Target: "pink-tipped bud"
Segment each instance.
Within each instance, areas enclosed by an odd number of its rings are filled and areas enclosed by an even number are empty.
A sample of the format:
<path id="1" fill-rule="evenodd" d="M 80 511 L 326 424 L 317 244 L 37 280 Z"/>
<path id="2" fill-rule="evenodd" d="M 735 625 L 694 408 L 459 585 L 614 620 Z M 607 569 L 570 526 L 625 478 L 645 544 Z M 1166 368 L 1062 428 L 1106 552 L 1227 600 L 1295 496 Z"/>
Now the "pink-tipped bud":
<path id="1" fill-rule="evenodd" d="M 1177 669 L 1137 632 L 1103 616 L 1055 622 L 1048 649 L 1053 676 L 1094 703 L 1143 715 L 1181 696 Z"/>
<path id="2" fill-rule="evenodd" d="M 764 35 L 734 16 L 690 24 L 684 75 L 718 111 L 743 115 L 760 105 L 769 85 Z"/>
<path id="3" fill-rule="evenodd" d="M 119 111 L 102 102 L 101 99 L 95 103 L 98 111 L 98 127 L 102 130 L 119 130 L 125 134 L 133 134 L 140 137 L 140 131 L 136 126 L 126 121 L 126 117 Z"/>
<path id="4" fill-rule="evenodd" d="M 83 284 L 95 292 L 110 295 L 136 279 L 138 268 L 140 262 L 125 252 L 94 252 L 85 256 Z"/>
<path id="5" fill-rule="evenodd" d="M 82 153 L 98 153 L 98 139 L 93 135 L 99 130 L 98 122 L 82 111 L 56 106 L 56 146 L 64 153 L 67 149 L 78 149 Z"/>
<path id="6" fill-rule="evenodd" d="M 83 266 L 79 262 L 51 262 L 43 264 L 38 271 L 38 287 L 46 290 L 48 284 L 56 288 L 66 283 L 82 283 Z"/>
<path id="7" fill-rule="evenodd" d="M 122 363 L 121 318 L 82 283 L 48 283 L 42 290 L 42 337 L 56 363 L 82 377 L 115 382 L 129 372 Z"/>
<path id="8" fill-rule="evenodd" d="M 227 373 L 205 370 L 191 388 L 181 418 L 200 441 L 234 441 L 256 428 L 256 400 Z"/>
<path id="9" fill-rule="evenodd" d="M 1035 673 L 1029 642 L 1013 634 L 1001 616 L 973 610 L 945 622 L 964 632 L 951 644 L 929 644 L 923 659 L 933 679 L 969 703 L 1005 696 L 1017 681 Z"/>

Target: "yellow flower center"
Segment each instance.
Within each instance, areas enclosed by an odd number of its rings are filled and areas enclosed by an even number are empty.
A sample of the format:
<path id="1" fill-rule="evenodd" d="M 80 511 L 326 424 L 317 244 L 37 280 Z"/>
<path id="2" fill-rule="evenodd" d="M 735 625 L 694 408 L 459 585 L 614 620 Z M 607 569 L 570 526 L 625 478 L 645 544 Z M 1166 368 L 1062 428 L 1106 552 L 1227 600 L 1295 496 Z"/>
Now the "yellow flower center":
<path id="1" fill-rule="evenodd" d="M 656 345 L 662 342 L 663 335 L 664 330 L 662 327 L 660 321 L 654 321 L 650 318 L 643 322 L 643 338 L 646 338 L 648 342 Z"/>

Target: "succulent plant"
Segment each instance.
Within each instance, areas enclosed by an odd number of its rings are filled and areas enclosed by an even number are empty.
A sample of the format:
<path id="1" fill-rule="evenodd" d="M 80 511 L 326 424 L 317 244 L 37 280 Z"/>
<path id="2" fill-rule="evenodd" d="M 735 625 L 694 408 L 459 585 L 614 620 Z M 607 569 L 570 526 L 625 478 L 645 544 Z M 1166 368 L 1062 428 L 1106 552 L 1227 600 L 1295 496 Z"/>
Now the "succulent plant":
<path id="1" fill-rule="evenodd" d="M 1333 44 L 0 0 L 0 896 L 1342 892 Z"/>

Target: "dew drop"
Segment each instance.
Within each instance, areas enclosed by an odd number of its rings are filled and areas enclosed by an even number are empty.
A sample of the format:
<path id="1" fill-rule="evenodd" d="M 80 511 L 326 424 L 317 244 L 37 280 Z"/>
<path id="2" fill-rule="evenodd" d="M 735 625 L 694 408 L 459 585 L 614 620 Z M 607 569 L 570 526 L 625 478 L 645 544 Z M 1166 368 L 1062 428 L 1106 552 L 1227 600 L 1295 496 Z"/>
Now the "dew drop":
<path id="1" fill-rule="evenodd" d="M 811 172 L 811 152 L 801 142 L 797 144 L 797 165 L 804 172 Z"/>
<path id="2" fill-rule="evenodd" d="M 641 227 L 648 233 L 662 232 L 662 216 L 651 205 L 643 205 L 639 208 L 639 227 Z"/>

▬▬▬▬▬▬▬▬▬▬

→ **Directions for this task**
Retype every record above exactly as written.

→ **Solved exercise**
Target: "pink-tipped bud"
Segment each instance.
Within each instance, areas enclosed by an odd number of its rings are filled and areas enclosed by an even number are empty.
A sample of the format:
<path id="1" fill-rule="evenodd" d="M 80 511 L 326 424 L 317 244 L 37 280 Z"/>
<path id="2" fill-rule="evenodd" d="M 735 625 L 694 408 L 459 585 L 614 620 Z M 607 569 L 570 526 L 625 478 L 645 544 Z M 1166 368 L 1062 428 L 1106 552 L 1227 600 L 1295 496 Z"/>
Now the "pink-tipped bud":
<path id="1" fill-rule="evenodd" d="M 1177 669 L 1137 632 L 1103 616 L 1055 622 L 1048 649 L 1053 676 L 1094 703 L 1143 715 L 1181 696 Z"/>
<path id="2" fill-rule="evenodd" d="M 764 35 L 734 16 L 690 24 L 684 75 L 718 111 L 743 115 L 760 105 L 769 85 Z"/>
<path id="3" fill-rule="evenodd" d="M 119 111 L 102 102 L 101 99 L 95 103 L 98 111 L 98 127 L 102 130 L 119 130 L 125 134 L 133 134 L 140 137 L 140 131 L 136 126 L 126 121 L 126 117 Z"/>
<path id="4" fill-rule="evenodd" d="M 83 284 L 95 292 L 110 295 L 136 279 L 138 268 L 140 262 L 125 252 L 94 252 L 85 256 Z"/>
<path id="5" fill-rule="evenodd" d="M 82 153 L 98 153 L 98 139 L 93 135 L 99 130 L 98 122 L 82 111 L 56 106 L 56 146 L 64 153 L 67 149 L 78 149 Z"/>
<path id="6" fill-rule="evenodd" d="M 83 266 L 79 262 L 51 262 L 43 264 L 38 271 L 38 287 L 46 290 L 48 284 L 56 288 L 66 283 L 82 283 Z"/>
<path id="7" fill-rule="evenodd" d="M 122 363 L 121 318 L 82 283 L 48 283 L 42 290 L 42 337 L 56 363 L 82 377 L 115 382 L 129 372 Z"/>
<path id="8" fill-rule="evenodd" d="M 227 373 L 205 370 L 191 388 L 181 418 L 200 441 L 234 441 L 256 428 L 256 400 Z"/>
<path id="9" fill-rule="evenodd" d="M 1035 673 L 1029 642 L 1013 634 L 1001 616 L 973 610 L 945 622 L 964 632 L 951 644 L 929 644 L 923 659 L 933 679 L 969 703 L 1005 696 L 1017 681 Z"/>

Target: "yellow flower center"
Segment each instance.
Within each instance, areas enclosed by an odd number of its rings are filled and areas enclosed by an even number are empty.
A sample of the format:
<path id="1" fill-rule="evenodd" d="M 80 511 L 326 424 L 317 244 L 37 280 Z"/>
<path id="2" fill-rule="evenodd" d="M 735 625 L 694 408 L 459 585 L 614 620 Z M 607 569 L 570 526 L 625 478 L 645 544 Z M 1166 368 L 1062 428 L 1106 552 L 1227 600 L 1295 496 Z"/>
Now the "yellow flower center":
<path id="1" fill-rule="evenodd" d="M 656 345 L 662 342 L 663 335 L 664 330 L 662 327 L 660 321 L 654 321 L 650 318 L 643 322 L 643 338 L 646 338 L 648 342 Z"/>

Target: "succulent plant"
Segment each instance.
Within each instance, areas enclosed by an odd number of its rings are filled and areas enclosed by an even number are empty.
A sample of the format:
<path id="1" fill-rule="evenodd" d="M 80 511 L 326 424 L 317 244 L 37 280 Z"/>
<path id="2" fill-rule="evenodd" d="M 735 625 L 694 408 L 459 585 L 614 620 Z M 607 569 L 570 526 L 625 478 L 645 544 Z M 1166 368 L 1062 428 L 1106 552 L 1227 600 L 1295 496 Z"/>
Now the "succulent plant":
<path id="1" fill-rule="evenodd" d="M 1333 44 L 0 0 L 0 896 L 1342 892 Z"/>

Target: "dew drop"
Segment each instance.
Within each instance, areas enclosed by an odd number of its rings are filled and areas enclosed by an even number are empty.
A sample of the format:
<path id="1" fill-rule="evenodd" d="M 80 511 L 326 424 L 317 244 L 37 280 Z"/>
<path id="2" fill-rule="evenodd" d="M 735 625 L 694 408 L 459 585 L 614 620 Z M 607 569 L 570 526 L 625 478 L 645 544 Z M 1166 368 L 1062 428 L 1106 552 L 1227 600 L 1295 496 Z"/>
Now the "dew drop":
<path id="1" fill-rule="evenodd" d="M 811 172 L 811 152 L 801 142 L 797 144 L 797 165 L 804 172 Z"/>
<path id="2" fill-rule="evenodd" d="M 641 227 L 648 233 L 662 232 L 662 216 L 651 205 L 643 205 L 639 208 L 639 227 Z"/>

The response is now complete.